# WORK TO COMPLETE:
Rewrite the data from the beginning through the line with "42), (214, 43)]", replacing "nhl shield logo" with "NHL shield logo" and changing nothing else; give only those lines.

** begin PROVIDED DATA **

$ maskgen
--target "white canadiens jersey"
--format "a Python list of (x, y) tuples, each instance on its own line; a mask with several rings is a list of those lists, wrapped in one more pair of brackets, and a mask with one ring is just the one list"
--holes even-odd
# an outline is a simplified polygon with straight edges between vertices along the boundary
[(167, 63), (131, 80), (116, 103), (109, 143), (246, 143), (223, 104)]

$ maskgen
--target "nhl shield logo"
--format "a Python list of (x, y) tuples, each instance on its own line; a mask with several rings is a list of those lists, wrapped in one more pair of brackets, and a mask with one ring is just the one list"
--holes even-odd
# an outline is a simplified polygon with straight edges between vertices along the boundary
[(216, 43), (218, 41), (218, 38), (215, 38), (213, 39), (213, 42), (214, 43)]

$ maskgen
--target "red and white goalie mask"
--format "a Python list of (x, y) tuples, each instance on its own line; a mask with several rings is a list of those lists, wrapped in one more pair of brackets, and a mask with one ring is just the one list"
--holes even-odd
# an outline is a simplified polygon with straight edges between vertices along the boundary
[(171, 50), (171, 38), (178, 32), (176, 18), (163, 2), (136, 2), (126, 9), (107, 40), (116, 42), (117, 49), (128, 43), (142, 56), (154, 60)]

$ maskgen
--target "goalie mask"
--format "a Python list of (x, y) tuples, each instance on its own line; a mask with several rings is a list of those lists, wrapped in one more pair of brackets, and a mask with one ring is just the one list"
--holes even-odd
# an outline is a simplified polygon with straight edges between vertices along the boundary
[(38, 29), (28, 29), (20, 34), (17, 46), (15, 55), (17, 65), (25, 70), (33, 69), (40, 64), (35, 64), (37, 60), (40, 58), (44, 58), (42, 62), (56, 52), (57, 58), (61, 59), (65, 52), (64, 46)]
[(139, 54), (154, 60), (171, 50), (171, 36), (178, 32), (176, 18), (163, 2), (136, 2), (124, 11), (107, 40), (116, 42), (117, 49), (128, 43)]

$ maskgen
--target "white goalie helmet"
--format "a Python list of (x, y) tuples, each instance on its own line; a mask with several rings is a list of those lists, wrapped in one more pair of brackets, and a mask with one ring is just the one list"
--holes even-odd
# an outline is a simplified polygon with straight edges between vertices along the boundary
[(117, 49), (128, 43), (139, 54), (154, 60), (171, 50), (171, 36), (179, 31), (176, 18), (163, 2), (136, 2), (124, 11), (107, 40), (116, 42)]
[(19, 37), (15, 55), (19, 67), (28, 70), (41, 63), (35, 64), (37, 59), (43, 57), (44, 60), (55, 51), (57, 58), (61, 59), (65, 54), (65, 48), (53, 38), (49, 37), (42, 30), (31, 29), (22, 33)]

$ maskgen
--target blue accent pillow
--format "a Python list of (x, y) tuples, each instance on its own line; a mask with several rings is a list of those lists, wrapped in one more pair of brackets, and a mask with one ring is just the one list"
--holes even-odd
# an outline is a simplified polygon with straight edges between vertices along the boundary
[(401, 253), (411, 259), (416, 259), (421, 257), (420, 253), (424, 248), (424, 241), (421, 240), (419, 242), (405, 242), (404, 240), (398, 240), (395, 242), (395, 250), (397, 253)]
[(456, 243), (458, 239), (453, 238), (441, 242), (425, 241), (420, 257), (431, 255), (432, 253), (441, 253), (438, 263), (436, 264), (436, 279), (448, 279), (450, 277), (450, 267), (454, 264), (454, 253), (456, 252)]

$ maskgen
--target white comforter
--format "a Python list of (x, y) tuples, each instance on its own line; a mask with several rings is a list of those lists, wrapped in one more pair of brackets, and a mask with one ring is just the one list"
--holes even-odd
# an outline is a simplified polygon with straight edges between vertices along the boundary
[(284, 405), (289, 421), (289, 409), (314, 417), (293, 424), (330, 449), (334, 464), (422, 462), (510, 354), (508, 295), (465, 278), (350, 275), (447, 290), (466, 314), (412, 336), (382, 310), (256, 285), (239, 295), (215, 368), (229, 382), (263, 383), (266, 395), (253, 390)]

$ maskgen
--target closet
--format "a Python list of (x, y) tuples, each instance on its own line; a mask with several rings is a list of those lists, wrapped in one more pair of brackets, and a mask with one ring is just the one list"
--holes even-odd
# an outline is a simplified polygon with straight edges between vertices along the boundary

** end PROVIDED DATA **

# EXERCISE RESPONSE:
$ maskgen
--target "white canadiens jersey"
--format "a Python list of (x, y) tuples, each instance on its own line; a mask with several rings is a list of those lists, wrapped in one more pair of brackets, and a mask with one ring is just the one list"
--holes even-odd
# an outline is a simplified polygon with straight edges between vertices along the boundary
[(167, 63), (131, 80), (116, 103), (109, 143), (246, 143), (223, 104)]

$ maskgen
--target "NHL shield logo"
--format "a Python list of (x, y) tuples, each instance on its own line; a mask with several rings is a list of those lists, wrapped in one more pair of brackets, and a mask with one ring is just the one list"
--holes even-odd
# an outline is a simplified polygon with straight edges between vertices along the boundary
[(216, 43), (218, 41), (218, 38), (215, 38), (213, 39), (213, 42), (214, 43)]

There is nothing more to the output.